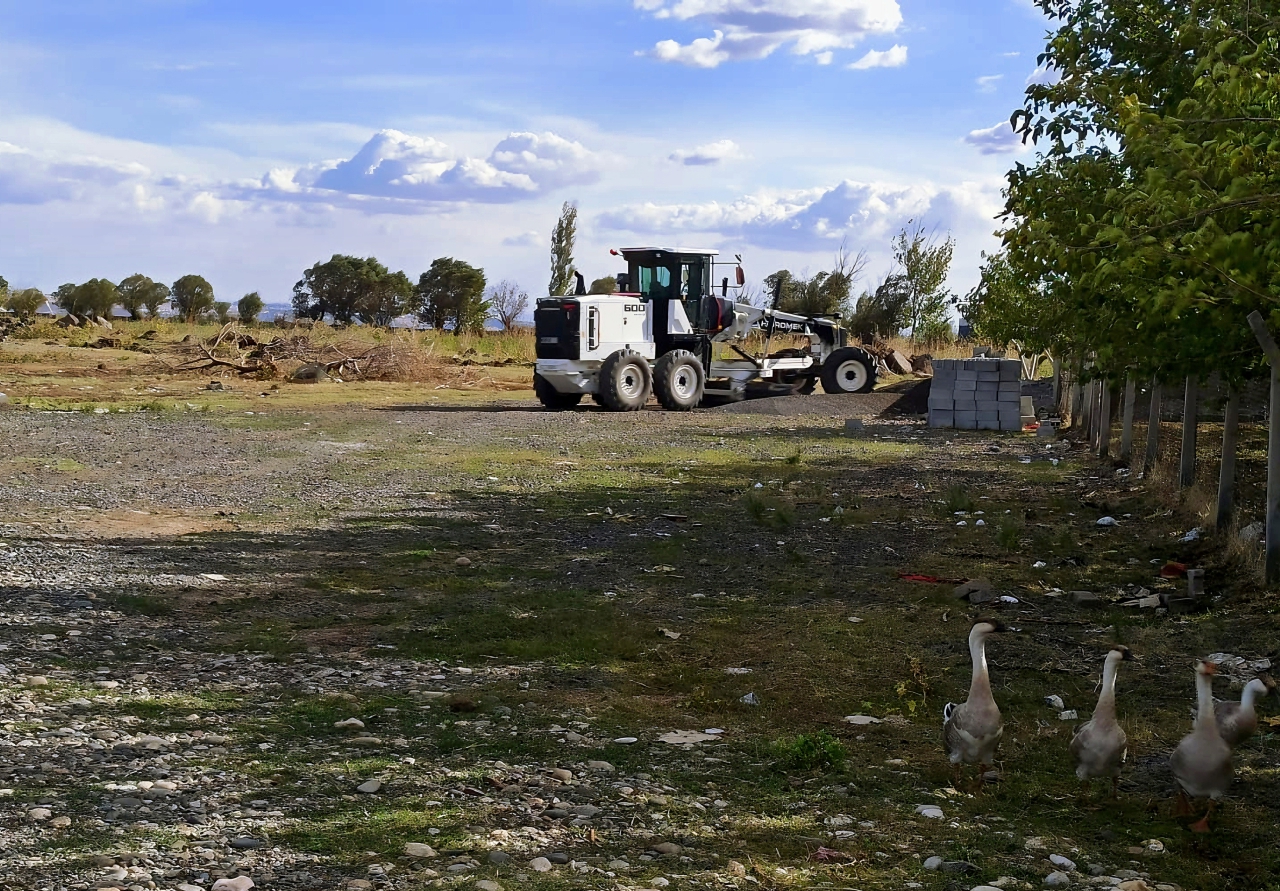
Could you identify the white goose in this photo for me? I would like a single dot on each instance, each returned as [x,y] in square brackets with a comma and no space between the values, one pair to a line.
[1202,761]
[1100,745]
[972,730]
[1239,721]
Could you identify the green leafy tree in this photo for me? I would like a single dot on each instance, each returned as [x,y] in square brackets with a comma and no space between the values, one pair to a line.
[24,304]
[563,242]
[138,291]
[923,263]
[507,301]
[92,298]
[192,297]
[452,291]
[248,307]
[352,288]
[881,314]
[603,286]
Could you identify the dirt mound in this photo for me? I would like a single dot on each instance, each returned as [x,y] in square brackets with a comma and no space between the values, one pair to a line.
[906,397]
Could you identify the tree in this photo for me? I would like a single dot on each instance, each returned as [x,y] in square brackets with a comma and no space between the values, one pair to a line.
[192,297]
[923,263]
[604,286]
[350,288]
[24,304]
[138,291]
[507,301]
[92,298]
[563,241]
[248,307]
[452,291]
[883,311]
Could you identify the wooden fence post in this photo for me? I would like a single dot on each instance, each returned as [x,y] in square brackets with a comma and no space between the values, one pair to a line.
[1130,394]
[1191,411]
[1272,351]
[1152,426]
[1105,421]
[1226,473]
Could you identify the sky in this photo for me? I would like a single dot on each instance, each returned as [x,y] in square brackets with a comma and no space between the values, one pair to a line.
[246,140]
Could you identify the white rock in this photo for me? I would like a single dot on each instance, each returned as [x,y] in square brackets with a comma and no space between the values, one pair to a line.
[238,883]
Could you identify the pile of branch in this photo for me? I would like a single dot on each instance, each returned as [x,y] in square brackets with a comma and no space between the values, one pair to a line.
[237,350]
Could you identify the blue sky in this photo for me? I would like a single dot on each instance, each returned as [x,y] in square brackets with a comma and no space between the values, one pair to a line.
[245,141]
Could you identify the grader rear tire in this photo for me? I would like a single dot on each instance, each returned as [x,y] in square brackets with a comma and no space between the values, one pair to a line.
[679,380]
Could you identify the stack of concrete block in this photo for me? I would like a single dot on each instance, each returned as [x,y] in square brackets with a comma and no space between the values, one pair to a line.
[977,394]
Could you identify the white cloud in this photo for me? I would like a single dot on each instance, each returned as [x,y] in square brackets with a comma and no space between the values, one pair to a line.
[713,152]
[746,30]
[817,219]
[411,170]
[996,140]
[32,178]
[894,56]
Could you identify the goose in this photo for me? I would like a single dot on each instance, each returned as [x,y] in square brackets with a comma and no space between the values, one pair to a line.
[972,730]
[1239,721]
[1100,745]
[1202,761]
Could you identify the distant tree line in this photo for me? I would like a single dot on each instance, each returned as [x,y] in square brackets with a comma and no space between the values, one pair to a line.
[449,295]
[912,297]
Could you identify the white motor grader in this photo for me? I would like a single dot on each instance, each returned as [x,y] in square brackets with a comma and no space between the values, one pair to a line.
[657,334]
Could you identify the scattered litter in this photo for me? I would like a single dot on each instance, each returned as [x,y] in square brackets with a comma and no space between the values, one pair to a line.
[686,738]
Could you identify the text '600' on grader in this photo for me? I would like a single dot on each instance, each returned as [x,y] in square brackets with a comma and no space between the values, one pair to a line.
[657,336]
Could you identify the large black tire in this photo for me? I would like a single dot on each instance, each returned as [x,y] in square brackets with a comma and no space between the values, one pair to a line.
[551,397]
[679,380]
[849,370]
[626,380]
[801,383]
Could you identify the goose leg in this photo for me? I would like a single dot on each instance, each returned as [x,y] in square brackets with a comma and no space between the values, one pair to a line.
[1182,805]
[1202,823]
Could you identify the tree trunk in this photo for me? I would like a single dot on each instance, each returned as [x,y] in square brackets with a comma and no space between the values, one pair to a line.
[1152,428]
[1226,473]
[1191,411]
[1130,396]
[1105,421]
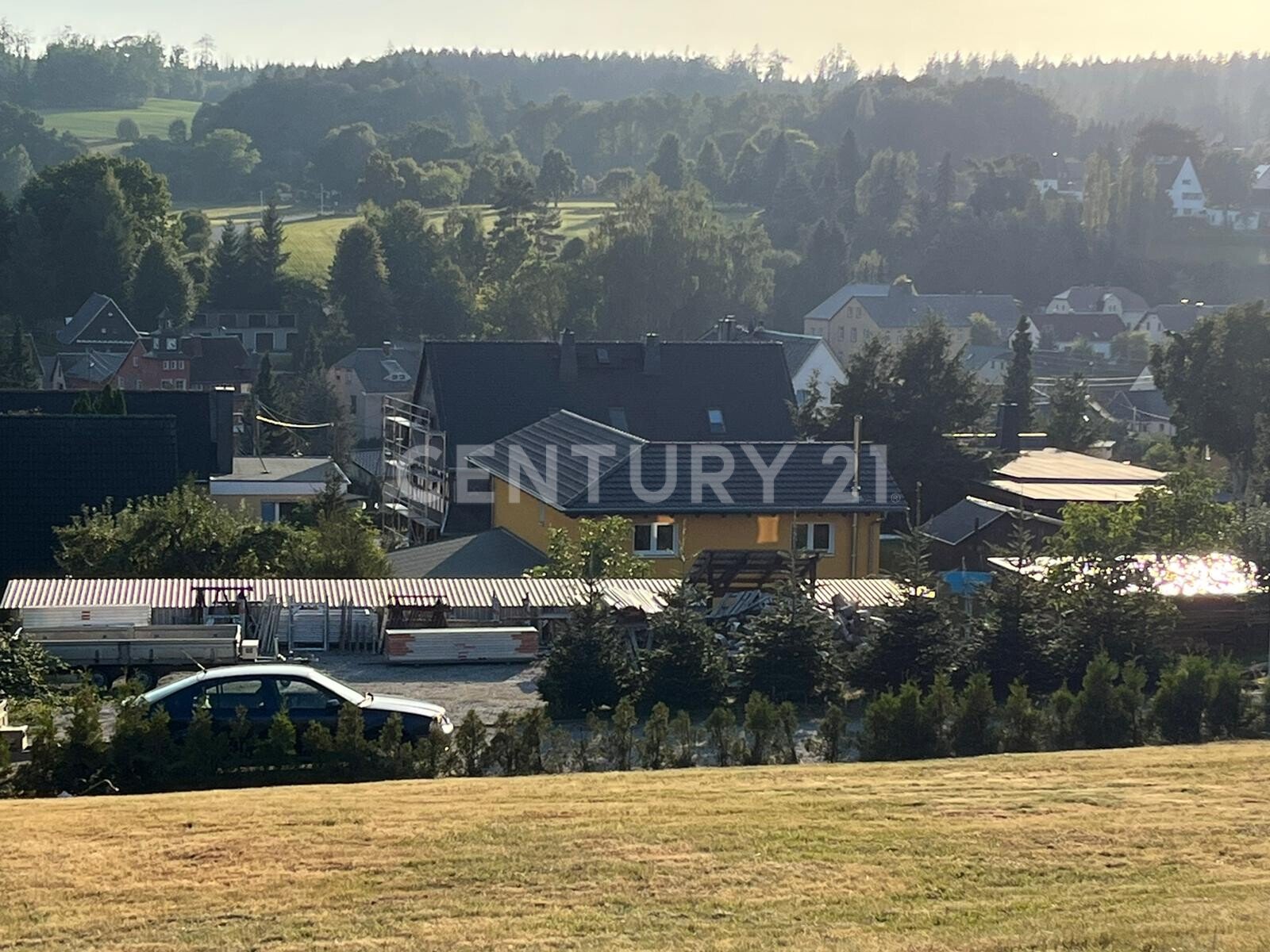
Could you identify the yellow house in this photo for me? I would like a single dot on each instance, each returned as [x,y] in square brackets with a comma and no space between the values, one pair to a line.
[698,509]
[856,314]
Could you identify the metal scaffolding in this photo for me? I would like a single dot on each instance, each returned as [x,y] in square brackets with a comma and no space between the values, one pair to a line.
[416,494]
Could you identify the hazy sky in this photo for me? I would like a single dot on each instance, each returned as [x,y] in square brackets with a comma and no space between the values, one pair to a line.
[905,32]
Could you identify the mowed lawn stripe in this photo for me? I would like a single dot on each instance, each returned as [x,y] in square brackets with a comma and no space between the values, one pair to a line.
[1130,850]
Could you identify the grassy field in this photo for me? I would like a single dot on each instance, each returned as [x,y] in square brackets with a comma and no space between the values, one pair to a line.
[97,126]
[1157,848]
[313,243]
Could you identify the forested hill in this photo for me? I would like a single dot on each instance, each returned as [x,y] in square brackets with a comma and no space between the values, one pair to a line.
[1223,97]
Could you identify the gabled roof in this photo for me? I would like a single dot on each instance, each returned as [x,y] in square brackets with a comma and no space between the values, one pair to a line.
[1168,168]
[901,309]
[1094,327]
[95,304]
[1090,298]
[281,469]
[979,355]
[806,482]
[1066,466]
[798,347]
[484,390]
[487,555]
[380,372]
[836,301]
[217,361]
[92,366]
[967,517]
[1181,317]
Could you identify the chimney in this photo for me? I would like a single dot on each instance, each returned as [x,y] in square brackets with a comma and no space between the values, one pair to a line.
[1007,428]
[568,355]
[652,355]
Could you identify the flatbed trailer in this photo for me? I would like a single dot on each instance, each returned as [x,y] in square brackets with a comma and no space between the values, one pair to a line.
[144,651]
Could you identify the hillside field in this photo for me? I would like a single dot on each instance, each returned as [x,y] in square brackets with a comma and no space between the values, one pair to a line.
[97,126]
[1153,848]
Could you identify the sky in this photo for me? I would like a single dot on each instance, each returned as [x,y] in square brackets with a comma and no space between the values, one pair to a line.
[901,32]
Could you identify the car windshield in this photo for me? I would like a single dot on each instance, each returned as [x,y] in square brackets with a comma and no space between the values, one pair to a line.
[347,693]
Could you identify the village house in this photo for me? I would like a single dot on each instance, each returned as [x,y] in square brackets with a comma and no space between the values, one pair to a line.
[471,393]
[270,488]
[1180,183]
[370,374]
[806,355]
[260,332]
[543,479]
[856,314]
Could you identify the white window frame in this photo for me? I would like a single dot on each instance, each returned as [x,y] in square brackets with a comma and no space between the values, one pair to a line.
[810,537]
[654,552]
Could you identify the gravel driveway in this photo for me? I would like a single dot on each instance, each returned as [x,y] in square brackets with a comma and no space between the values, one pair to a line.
[489,689]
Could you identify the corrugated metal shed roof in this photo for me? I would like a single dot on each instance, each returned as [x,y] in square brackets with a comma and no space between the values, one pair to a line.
[1072,492]
[371,593]
[1064,466]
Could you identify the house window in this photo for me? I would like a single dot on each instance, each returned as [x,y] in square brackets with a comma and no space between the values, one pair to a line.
[656,539]
[276,512]
[813,537]
[715,416]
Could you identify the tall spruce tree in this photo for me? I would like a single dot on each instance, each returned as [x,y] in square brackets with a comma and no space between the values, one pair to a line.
[19,366]
[709,169]
[1018,386]
[670,165]
[160,283]
[359,286]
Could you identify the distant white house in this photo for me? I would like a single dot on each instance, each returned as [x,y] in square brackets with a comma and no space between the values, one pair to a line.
[1180,182]
[1130,306]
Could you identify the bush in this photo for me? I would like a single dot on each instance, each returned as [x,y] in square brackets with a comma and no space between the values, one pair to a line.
[141,750]
[654,749]
[787,719]
[25,666]
[622,734]
[1060,720]
[1106,714]
[762,721]
[590,738]
[722,734]
[791,651]
[1225,704]
[279,743]
[1179,704]
[470,747]
[829,735]
[588,666]
[975,730]
[686,666]
[899,727]
[1020,721]
[683,739]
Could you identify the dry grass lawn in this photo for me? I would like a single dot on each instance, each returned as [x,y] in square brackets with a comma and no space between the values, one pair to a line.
[1160,848]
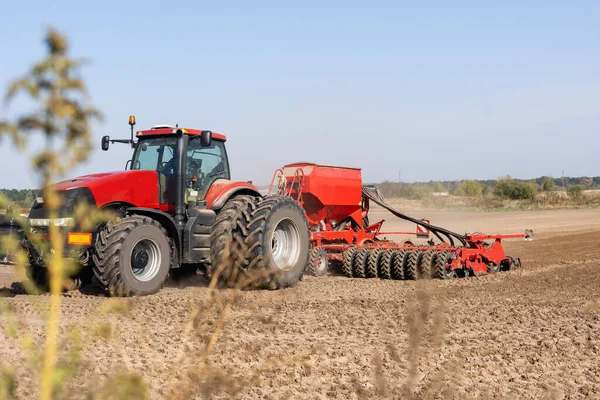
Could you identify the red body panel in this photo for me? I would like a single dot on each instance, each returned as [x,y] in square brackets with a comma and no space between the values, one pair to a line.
[221,187]
[139,188]
[329,193]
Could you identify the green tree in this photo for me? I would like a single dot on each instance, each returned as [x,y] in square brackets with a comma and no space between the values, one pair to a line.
[548,184]
[575,191]
[470,188]
[514,190]
[438,187]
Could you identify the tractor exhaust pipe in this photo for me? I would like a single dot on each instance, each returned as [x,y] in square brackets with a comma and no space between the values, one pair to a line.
[180,177]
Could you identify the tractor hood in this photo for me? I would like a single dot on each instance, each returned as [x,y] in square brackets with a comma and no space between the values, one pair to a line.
[138,188]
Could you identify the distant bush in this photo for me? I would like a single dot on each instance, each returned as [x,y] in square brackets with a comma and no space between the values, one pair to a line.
[576,192]
[514,190]
[548,184]
[469,188]
[418,192]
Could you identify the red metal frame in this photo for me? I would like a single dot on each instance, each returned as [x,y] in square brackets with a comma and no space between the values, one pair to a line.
[321,180]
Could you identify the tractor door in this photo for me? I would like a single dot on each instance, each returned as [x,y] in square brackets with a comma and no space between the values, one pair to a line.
[205,164]
[159,153]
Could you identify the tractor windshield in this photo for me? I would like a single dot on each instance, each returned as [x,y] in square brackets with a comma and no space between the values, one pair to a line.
[156,153]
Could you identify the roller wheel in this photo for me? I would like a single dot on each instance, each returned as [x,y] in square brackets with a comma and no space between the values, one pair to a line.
[442,259]
[347,261]
[385,264]
[372,263]
[410,265]
[318,262]
[278,242]
[398,260]
[133,256]
[227,248]
[425,267]
[360,263]
[493,268]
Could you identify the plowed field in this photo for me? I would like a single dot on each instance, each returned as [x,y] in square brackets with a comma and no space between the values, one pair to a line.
[530,333]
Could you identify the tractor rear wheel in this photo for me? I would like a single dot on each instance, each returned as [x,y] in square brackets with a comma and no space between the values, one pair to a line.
[318,262]
[441,262]
[359,266]
[227,248]
[385,264]
[348,261]
[132,257]
[410,265]
[278,242]
[398,261]
[425,264]
[372,263]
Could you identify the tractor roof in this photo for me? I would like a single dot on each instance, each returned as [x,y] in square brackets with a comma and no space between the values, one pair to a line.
[163,130]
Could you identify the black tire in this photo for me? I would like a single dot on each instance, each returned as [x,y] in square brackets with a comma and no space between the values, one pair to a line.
[359,266]
[425,264]
[114,251]
[318,262]
[410,264]
[398,260]
[348,261]
[284,217]
[38,275]
[442,259]
[385,264]
[227,242]
[372,263]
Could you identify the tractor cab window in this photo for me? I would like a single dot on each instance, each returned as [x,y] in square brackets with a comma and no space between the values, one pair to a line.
[205,164]
[156,154]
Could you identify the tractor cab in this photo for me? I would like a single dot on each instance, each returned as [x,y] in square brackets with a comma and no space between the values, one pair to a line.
[203,163]
[157,149]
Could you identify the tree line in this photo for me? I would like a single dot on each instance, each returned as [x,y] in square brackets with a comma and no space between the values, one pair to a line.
[506,188]
[503,188]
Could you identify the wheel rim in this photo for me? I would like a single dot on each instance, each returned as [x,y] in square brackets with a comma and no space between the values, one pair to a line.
[321,263]
[285,244]
[145,260]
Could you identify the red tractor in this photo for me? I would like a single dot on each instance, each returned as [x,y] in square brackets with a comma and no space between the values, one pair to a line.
[177,210]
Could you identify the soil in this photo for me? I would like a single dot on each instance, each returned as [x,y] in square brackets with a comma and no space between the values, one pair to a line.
[529,333]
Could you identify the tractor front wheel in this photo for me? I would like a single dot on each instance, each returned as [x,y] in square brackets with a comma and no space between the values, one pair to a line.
[278,242]
[132,256]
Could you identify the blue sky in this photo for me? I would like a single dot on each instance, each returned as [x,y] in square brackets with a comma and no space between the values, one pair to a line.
[433,89]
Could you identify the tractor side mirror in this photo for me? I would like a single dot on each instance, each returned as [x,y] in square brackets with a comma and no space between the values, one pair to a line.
[205,138]
[105,142]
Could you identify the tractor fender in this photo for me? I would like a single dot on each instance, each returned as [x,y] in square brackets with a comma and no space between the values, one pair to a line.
[164,219]
[221,191]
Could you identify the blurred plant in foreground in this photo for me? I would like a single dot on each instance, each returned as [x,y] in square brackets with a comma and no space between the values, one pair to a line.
[63,120]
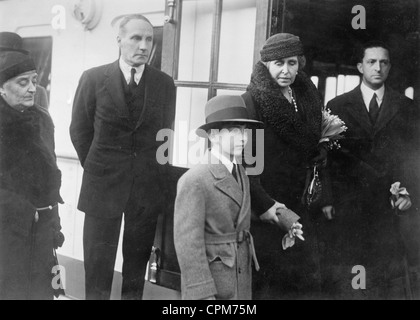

_ _ _ _ _ _ _

Count the lines in the material that contain the word "lawn", where case matters. Give only the number.

2